* **EXTRACT TO READ**:
|---|

And what is the sin that causes death? Blasphemy of the Holy Spirit, yes? That is, unrepentance. Unbelief that God is faithful.

Ezekiel said:
But if the wicked will turn from all his sins that he hath committed, and keep all my statutes, and do that which is lawful and right, he shall surely live, he shall not die. All his transgressions that he hath committed, they shall not be mentioned unto him: in his righteousness that he hath done he shall live.
'Have I any pleasure at all that the wicked should die?' saith the Lord GOD: 'and not that he should return from his ways, and live?'
...
'Cast away from you all your transgressions, whereby ye have transgressed; and make you a new heart and a new spirit: for why will ye die, O house of Israel? For I have no pleasure in the death of him that dieth,' saith the Lord GOD: 'wherefore turn yourselves, and live ye.'

So much for "it pleased the LORD to bruise Him" referring to Him getting pleasure from His death per se. Nor did it please Him because He crushed the sins to death. If it were so, He could not say, "I have no pleasure in the death of him that dieth for his transgressions;" but He does say that, and therefore the pleasure of the LORD in crushing Him is not based on that. The LORD Himself says so.

|---|

* **MATERIAL SHOWN**:
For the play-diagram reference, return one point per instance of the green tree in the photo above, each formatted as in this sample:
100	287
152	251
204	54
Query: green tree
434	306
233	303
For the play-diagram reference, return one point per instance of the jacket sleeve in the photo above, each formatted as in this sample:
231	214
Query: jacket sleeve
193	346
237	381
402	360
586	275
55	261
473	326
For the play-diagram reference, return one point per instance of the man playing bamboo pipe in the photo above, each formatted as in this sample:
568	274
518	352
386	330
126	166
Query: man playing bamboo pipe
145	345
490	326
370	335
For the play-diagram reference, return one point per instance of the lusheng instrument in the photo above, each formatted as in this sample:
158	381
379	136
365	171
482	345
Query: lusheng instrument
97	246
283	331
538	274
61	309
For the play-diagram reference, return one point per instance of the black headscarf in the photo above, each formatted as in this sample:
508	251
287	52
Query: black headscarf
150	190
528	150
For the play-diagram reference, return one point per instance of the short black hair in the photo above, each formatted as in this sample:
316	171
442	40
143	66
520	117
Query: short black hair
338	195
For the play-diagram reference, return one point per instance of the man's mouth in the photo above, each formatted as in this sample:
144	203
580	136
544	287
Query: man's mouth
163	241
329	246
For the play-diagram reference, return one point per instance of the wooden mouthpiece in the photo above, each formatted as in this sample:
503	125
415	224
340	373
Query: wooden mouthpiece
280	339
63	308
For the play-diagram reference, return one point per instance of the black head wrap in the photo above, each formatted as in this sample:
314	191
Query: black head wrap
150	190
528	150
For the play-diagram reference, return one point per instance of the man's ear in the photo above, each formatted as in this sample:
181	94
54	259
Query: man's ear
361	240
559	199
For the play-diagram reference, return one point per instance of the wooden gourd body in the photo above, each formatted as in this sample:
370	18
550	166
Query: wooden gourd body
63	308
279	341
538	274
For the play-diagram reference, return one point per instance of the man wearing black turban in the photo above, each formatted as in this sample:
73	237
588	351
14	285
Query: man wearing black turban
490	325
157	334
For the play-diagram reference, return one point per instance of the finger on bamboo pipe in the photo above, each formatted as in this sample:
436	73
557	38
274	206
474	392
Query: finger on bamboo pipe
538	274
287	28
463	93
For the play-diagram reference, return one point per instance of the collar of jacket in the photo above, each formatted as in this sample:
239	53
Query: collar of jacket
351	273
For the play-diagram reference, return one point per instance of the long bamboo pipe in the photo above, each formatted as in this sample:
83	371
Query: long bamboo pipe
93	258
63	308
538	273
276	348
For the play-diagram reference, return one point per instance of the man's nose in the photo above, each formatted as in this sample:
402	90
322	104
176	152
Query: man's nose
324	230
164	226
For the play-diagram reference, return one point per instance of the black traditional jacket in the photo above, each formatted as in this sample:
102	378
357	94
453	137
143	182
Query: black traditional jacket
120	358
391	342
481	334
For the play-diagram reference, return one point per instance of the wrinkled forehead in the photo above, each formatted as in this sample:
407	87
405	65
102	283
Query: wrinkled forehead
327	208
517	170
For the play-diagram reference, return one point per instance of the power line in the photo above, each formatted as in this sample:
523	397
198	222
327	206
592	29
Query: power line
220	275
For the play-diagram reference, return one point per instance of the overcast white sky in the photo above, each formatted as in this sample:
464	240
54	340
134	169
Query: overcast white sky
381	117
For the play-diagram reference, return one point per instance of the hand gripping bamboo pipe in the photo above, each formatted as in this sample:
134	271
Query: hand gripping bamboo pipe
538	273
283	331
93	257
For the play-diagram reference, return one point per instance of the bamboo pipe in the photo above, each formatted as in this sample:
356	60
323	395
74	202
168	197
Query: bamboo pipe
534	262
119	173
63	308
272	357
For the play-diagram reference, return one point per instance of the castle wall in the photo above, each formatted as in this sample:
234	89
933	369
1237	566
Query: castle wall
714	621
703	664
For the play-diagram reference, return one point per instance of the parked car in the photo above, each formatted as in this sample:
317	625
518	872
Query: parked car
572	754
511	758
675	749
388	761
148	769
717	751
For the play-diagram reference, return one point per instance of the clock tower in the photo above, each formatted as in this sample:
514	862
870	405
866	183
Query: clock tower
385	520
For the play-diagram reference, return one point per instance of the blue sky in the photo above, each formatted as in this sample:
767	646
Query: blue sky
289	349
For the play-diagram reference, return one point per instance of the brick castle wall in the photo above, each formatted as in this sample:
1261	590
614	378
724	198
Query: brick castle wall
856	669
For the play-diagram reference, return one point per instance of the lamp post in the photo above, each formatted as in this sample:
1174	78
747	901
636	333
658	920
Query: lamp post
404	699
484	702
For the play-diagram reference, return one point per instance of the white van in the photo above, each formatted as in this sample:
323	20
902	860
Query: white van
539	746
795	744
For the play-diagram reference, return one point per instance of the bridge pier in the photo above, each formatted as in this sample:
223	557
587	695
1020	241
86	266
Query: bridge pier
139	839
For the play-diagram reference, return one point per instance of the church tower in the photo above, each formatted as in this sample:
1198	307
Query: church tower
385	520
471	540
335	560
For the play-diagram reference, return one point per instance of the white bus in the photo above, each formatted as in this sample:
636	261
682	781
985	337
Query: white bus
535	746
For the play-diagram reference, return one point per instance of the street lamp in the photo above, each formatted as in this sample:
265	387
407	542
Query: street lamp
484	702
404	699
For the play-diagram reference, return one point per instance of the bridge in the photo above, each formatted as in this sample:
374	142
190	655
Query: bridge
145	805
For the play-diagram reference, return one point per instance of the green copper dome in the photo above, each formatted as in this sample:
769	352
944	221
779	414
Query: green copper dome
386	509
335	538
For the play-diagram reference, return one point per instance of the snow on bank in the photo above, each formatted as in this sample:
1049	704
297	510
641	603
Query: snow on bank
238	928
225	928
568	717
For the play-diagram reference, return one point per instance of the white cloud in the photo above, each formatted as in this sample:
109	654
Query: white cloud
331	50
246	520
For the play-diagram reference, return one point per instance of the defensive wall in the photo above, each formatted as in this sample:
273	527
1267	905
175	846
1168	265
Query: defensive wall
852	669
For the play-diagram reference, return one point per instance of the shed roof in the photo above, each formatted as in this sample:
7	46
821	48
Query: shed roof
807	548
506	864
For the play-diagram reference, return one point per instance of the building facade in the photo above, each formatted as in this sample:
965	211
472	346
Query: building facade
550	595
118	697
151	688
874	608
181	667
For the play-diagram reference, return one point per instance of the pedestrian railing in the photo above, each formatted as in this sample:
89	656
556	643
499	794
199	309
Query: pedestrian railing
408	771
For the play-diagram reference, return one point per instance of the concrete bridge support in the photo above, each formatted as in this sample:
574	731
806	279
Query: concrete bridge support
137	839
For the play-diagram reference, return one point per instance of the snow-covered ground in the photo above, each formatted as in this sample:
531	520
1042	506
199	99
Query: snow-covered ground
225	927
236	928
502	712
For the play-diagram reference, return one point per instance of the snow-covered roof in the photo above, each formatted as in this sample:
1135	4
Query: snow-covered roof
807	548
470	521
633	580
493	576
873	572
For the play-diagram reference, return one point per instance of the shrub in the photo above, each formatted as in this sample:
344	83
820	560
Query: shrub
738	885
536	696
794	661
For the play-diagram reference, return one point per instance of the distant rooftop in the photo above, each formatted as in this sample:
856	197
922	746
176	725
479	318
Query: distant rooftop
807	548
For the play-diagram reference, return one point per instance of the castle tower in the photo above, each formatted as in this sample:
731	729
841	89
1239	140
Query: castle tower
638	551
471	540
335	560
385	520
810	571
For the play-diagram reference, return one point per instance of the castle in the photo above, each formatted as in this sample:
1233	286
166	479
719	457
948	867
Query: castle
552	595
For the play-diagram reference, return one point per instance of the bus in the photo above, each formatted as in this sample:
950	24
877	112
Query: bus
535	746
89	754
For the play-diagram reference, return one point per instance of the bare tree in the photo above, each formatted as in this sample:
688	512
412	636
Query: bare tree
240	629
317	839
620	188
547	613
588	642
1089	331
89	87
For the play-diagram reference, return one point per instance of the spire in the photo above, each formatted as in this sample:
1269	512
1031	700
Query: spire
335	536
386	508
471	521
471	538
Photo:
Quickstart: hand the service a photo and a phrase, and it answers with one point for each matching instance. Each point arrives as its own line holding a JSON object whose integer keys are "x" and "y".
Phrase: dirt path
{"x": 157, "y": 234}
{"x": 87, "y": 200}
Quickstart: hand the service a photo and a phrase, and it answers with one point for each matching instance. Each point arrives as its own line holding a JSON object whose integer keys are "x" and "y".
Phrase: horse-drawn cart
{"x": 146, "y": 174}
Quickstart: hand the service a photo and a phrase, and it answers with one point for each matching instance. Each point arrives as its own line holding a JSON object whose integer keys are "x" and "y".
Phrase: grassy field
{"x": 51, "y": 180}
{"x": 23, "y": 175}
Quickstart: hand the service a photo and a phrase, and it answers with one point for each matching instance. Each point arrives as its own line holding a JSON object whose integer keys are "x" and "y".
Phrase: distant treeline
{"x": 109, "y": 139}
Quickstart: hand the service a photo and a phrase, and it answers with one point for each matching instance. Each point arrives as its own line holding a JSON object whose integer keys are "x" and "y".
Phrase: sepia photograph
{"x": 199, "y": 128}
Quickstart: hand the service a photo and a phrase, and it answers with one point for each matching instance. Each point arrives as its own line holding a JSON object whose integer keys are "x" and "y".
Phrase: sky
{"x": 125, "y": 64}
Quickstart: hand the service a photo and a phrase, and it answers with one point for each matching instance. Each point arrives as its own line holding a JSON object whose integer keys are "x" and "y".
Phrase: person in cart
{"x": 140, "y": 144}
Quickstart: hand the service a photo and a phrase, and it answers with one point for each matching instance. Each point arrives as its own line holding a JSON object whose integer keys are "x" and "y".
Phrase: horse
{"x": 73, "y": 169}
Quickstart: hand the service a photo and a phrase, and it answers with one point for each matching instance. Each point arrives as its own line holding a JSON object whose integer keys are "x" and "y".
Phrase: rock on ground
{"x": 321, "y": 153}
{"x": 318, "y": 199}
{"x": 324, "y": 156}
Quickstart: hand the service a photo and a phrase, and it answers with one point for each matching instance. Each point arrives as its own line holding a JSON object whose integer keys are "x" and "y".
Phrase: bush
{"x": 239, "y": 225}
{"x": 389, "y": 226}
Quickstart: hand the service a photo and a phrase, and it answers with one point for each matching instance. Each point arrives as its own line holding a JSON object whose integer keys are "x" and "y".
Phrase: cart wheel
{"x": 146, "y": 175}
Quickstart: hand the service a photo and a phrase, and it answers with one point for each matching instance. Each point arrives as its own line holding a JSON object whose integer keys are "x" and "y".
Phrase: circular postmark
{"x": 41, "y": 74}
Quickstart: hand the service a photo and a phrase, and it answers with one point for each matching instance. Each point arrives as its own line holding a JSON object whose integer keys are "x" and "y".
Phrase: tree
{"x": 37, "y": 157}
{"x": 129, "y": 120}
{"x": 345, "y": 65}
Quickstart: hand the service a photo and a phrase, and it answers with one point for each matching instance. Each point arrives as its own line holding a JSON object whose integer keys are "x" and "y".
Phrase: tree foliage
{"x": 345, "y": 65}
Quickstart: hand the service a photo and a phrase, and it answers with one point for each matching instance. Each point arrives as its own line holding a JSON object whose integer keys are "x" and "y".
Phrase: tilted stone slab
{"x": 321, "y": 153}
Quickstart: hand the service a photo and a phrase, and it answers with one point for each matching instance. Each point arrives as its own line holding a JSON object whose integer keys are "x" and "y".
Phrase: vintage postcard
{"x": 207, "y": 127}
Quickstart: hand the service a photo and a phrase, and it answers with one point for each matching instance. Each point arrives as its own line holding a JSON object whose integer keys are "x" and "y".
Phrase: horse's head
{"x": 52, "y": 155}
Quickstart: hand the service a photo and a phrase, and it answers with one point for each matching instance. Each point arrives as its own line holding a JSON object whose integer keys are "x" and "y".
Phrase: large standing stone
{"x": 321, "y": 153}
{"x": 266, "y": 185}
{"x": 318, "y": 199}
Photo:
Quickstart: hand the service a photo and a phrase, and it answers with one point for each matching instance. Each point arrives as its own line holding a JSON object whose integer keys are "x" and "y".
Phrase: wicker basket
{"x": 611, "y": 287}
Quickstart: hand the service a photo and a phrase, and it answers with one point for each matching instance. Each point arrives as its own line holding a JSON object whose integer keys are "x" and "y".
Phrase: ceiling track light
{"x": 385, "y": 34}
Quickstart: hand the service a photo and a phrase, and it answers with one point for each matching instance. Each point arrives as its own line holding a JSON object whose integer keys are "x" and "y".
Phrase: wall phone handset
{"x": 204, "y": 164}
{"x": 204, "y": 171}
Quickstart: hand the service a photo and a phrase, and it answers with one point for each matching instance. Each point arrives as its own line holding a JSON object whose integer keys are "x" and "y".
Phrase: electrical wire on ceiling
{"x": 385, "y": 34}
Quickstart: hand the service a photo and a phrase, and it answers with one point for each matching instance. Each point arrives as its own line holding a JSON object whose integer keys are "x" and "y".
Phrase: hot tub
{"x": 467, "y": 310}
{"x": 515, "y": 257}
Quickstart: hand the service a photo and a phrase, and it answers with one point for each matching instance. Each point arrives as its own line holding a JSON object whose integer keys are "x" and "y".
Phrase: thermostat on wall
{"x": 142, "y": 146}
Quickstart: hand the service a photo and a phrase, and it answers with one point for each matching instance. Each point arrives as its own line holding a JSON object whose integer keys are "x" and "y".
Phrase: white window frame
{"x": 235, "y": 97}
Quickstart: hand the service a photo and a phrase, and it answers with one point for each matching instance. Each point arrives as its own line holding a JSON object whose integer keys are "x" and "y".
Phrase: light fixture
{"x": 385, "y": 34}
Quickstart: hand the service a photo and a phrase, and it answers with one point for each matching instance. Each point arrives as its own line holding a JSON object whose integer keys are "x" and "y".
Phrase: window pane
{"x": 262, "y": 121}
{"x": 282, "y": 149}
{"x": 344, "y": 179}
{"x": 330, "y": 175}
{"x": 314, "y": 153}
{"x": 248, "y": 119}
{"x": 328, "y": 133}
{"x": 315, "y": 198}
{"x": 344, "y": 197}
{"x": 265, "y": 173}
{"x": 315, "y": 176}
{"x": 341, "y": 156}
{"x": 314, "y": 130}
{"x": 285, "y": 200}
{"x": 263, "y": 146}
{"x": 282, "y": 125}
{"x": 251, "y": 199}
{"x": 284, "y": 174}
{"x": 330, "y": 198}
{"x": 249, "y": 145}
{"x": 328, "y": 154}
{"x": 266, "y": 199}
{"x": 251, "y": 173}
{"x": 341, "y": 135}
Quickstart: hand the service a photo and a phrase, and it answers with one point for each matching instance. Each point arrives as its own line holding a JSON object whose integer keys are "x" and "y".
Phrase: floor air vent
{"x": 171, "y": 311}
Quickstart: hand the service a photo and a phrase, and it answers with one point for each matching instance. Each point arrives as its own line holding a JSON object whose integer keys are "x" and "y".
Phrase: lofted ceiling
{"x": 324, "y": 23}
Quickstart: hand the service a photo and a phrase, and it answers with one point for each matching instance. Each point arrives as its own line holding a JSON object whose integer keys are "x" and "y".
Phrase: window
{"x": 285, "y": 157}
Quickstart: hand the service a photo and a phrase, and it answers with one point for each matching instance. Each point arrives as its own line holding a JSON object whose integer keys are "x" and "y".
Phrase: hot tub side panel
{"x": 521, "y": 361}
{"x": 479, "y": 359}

|---|

* **WORK INSTRUCTIONS**:
- a) In the passage on the sin that causes death, what does the Lord GOD tell the house of Israel to make for themselves?
- b) Return every line of the entries that contains the word "covered", treating uppercase and lowercase as different.
The text and the entries were drawn from unrelated sources.

* **SET OF ANSWERS**:
- a) A new heart and a new spirit.

- b)
For the play-diagram reference, return one point per instance of the snow-covered ground in the photo above, each formatted as in this sample:
Query: snow-covered ground
For the play-diagram reference, return one point per instance of the snow-covered roof in the photo above, each formatted as in this sample:
Query: snow-covered roof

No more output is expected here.